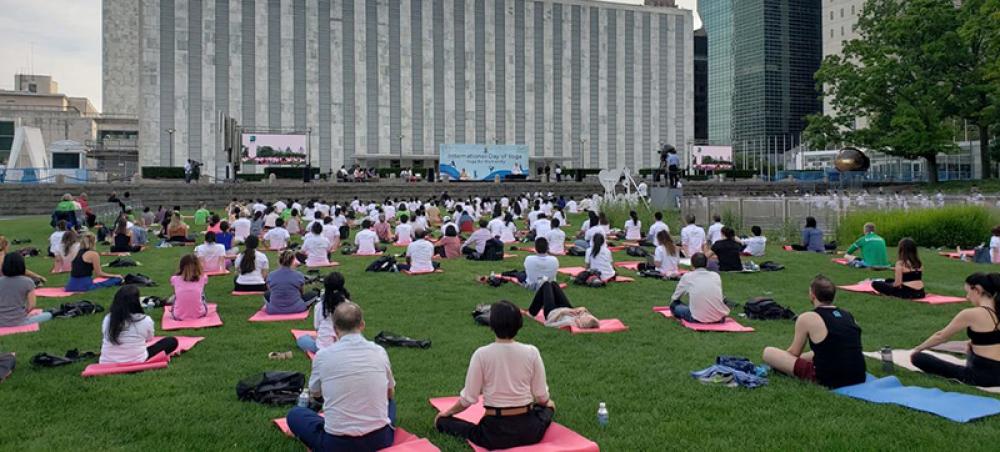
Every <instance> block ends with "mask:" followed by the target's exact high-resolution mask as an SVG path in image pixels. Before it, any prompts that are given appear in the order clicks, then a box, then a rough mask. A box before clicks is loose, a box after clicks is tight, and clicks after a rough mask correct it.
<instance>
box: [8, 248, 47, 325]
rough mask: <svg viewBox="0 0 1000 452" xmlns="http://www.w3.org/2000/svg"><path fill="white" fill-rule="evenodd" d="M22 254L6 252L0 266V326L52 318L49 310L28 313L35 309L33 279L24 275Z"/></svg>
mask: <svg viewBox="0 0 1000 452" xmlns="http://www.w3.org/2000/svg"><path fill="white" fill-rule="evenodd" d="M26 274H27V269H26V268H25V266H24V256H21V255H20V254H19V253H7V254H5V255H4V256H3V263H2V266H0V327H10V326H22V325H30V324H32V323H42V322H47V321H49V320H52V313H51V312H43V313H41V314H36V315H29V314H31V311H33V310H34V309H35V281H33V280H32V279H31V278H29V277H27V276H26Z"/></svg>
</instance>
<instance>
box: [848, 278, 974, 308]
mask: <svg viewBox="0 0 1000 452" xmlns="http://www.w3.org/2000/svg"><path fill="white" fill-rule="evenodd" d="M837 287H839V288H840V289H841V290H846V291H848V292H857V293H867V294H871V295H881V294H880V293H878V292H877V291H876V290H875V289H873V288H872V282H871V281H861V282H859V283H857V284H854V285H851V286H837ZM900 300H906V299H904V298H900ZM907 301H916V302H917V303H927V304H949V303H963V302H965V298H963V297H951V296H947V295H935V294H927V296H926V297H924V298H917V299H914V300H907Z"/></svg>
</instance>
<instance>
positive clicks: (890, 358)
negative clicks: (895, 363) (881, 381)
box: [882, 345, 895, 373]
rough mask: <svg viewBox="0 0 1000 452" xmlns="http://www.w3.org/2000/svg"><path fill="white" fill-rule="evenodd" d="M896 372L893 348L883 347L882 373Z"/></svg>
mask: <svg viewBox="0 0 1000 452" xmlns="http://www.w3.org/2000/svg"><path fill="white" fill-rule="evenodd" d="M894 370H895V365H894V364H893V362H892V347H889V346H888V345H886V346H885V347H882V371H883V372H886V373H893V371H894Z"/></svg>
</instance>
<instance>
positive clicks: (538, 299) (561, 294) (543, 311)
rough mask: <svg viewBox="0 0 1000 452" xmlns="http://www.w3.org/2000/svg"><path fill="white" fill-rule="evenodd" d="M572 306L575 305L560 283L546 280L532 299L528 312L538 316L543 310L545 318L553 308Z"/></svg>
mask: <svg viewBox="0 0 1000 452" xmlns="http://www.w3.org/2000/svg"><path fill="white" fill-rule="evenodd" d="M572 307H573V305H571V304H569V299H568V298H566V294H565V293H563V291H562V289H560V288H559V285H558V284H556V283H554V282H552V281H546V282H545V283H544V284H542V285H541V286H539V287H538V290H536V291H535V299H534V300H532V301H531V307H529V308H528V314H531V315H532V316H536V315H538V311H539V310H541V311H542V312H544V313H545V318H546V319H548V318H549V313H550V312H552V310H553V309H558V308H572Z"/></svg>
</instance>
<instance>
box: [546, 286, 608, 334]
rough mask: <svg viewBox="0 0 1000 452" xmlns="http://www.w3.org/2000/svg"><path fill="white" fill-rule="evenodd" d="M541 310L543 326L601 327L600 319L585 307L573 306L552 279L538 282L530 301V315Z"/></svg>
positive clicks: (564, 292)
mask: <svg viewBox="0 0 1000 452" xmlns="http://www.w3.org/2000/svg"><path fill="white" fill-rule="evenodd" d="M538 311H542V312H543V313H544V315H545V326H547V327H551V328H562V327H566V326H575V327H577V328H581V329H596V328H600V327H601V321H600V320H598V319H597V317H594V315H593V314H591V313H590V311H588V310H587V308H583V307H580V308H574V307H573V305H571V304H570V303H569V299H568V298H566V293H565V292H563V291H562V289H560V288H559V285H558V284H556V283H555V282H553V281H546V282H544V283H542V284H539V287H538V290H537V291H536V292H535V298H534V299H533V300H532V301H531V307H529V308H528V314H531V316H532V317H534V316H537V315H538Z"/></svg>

_EXERCISE_
Restate word for word only the lines above from the line containing "box: [8, 248, 47, 325]" to the line containing "positive clicks: (538, 299)", both of them included.

_ANSWER SPACE_
box: [8, 248, 47, 325]
rough mask: <svg viewBox="0 0 1000 452" xmlns="http://www.w3.org/2000/svg"><path fill="white" fill-rule="evenodd" d="M22 254L6 252L0 266V326L52 318L49 310L28 313L35 309L33 279L24 275Z"/></svg>
mask: <svg viewBox="0 0 1000 452" xmlns="http://www.w3.org/2000/svg"><path fill="white" fill-rule="evenodd" d="M26 274H27V269H26V268H25V266H24V256H21V255H20V254H19V253H7V254H5V255H4V256H3V263H2V266H0V327H10V326H22V325H30V324H32V323H42V322H47V321H49V320H52V313H51V312H43V313H41V314H36V315H29V314H31V311H33V310H34V309H35V281H33V280H32V279H31V278H29V277H27V276H26Z"/></svg>
</instance>
<instance>
box: [848, 278, 974, 308]
mask: <svg viewBox="0 0 1000 452" xmlns="http://www.w3.org/2000/svg"><path fill="white" fill-rule="evenodd" d="M837 287H839V288H840V289H841V290H846V291H848V292H857V293H867V294H871V295H881V294H880V293H878V292H877V291H876V290H875V289H873V288H872V282H871V281H861V282H859V283H857V284H854V285H851V286H837ZM900 300H906V299H904V298H900ZM907 301H916V302H917V303H927V304H949V303H963V302H965V298H963V297H951V296H947V295H935V294H927V296H926V297H924V298H917V299H914V300H907Z"/></svg>
</instance>
<instance>
positive clicks: (890, 358)
negative clicks: (895, 363) (881, 381)
box: [882, 345, 895, 373]
rough mask: <svg viewBox="0 0 1000 452" xmlns="http://www.w3.org/2000/svg"><path fill="white" fill-rule="evenodd" d="M896 372L893 348L883 347L882 373Z"/></svg>
mask: <svg viewBox="0 0 1000 452" xmlns="http://www.w3.org/2000/svg"><path fill="white" fill-rule="evenodd" d="M894 370H895V365H894V364H893V362H892V347H889V346H888V345H886V346H885V347H882V371H883V372H886V373H893V371H894Z"/></svg>
</instance>
<instance>
positive clicks: (538, 299) (561, 294) (543, 311)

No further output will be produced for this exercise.